---- Data supplied

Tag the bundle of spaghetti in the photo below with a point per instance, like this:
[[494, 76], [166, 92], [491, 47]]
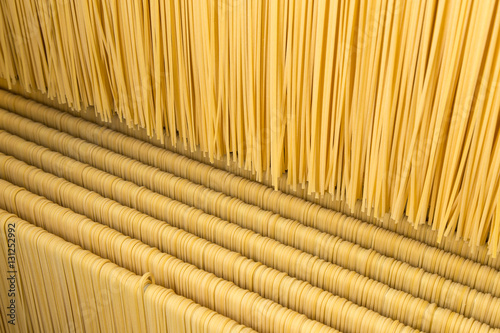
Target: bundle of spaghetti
[[92, 133], [41, 183], [395, 273], [84, 292], [184, 279], [394, 103], [438, 262]]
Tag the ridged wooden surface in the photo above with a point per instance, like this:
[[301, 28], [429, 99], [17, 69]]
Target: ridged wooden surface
[[265, 259]]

--------

Assignment:
Show every line of the data in which the word "like" appears.

Output for this task:
Tag the bundle of spaghetti in the photo below with a point per instance, like this:
Tag the ridged wooden surface in the photo above with a point per instance, like this:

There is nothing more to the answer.